● **WORK INSTRUCTIONS**
Can you edit the entries below so that "pixel coordinates" becomes "image coordinates" everywhere it appears, with nothing else changed and the pictures left out?

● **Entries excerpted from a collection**
::::

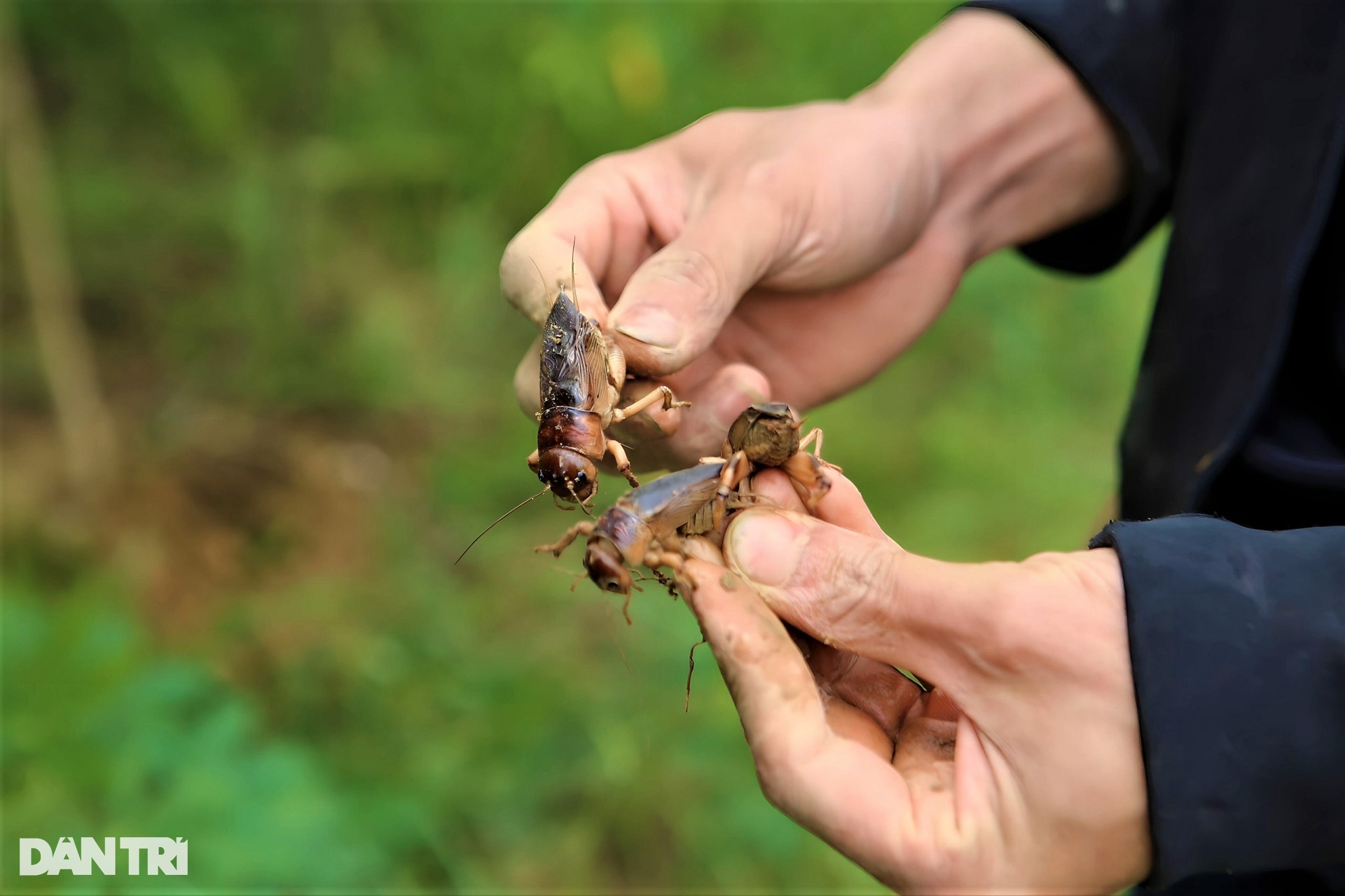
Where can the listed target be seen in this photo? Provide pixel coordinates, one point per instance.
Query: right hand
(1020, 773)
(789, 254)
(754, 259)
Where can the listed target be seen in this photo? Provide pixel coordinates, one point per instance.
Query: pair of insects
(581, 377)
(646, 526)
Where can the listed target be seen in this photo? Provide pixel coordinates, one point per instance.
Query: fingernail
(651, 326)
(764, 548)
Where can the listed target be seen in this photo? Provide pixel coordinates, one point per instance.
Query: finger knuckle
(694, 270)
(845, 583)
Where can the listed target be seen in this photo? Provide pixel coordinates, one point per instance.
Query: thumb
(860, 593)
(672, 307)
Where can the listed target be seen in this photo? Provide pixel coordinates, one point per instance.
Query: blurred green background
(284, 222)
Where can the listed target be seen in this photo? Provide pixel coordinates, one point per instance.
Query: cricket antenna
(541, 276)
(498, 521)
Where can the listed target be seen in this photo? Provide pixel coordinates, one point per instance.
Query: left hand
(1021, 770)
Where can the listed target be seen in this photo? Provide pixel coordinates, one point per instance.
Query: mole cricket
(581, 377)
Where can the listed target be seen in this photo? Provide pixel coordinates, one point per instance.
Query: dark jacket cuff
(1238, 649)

::::

● **TASK RESULT**
Where can the listed target be seen in this photo? Provide image coordinates, one point per instance.
Query: right hand
(1020, 773)
(789, 254)
(754, 259)
Where can the listed target be seen in this photo? Provide image coordinates, one point per instance.
Query: pair of insects
(581, 377)
(646, 526)
Where can the listed target be seen in this photo? Provide image coordinates, one point per instance.
Query: fingernail
(651, 326)
(764, 548)
Where can the listed target be seen in this photo? Provide image coordinates, one point per instance.
Query: finger knuckle
(694, 270)
(845, 583)
Where can the listed target be seen in this photo? Provide image coordinates, one point per instance.
Query: thumb
(860, 593)
(672, 307)
Where can the listed target be seen in this photo? Provide image coordinates, one point per instance.
Query: blurred green background
(284, 222)
Where can the listed target be seen in this photo? Provide image coordinates, one point per instance.
Query: cricket antenna
(541, 276)
(498, 521)
Where can the listed target be seen in this photo? Provide image coordinates, one point per instance.
Query: left hand
(1021, 770)
Where can the listed target be seen in this photo? Provide image coordinates, one point per instance.
Query: mole cricket
(581, 377)
Where can the listed target be seen in this photo? Provide image coordinates, one point per instance.
Query: dark jacket cuff
(1238, 649)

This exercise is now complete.